| Recorded data |
--------------------------------------------------

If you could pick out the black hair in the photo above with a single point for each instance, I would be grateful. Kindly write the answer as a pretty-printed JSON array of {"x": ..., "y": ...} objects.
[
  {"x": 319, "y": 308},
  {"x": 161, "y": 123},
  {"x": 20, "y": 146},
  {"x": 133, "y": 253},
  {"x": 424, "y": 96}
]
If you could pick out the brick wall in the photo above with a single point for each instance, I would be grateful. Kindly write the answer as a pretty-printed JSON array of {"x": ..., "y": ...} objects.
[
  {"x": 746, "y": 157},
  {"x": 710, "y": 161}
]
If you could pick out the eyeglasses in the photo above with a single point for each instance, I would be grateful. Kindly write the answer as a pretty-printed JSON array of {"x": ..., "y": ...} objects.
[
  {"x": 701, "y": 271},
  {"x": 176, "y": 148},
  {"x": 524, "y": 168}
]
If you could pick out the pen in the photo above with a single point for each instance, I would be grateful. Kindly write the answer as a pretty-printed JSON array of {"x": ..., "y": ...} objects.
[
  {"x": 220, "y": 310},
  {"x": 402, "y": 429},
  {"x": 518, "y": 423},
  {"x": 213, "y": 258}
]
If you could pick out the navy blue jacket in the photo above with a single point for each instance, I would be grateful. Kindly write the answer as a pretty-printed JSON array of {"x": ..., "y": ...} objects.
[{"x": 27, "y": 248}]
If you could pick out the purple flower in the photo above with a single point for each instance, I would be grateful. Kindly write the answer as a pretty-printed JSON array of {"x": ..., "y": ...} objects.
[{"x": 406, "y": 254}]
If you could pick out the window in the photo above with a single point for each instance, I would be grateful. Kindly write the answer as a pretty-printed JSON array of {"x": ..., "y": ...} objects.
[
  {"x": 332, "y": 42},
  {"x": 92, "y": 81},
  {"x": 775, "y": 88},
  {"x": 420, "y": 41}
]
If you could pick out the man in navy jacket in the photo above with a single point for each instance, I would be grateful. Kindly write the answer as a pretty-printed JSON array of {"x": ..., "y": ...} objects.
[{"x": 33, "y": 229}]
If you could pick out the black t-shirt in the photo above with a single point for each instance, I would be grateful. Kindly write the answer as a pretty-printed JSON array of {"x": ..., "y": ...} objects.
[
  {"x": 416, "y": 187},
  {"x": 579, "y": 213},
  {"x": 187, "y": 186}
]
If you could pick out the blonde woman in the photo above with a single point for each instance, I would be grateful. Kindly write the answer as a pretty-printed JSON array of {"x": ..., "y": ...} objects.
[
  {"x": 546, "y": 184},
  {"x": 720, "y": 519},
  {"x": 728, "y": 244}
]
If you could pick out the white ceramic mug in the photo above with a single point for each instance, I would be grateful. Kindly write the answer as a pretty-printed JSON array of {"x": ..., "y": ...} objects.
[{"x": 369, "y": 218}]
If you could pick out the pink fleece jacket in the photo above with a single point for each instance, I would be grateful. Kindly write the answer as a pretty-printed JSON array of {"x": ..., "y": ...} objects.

--------------------------------------------------

| Exercise description |
Set down, exactly and in full, the lines from the one containing "If you could pick out the blonde" through the end of the entries; no other line belongs.

| Solution to the exercise |
If you could pick out the blonde woman in the photo above with a single point for each instance, I would be grateful. Kindly write the answer as a pretty-printed JSON array of {"x": ..., "y": ...} objects.
[
  {"x": 546, "y": 184},
  {"x": 720, "y": 519},
  {"x": 728, "y": 244}
]
If you could pick out the white ceramic mug in the photo above with a single point for each instance, I would be grateful. Kindly write the answer as a pretty-printed JSON array of {"x": ..., "y": ...} objects.
[{"x": 369, "y": 218}]
If you could pick out the pink fleece jacket in the photo above with a single point for each instance, I would be grateful. Kindly write the answer as a pretty-printed JSON array of {"x": ..., "y": ...} objects.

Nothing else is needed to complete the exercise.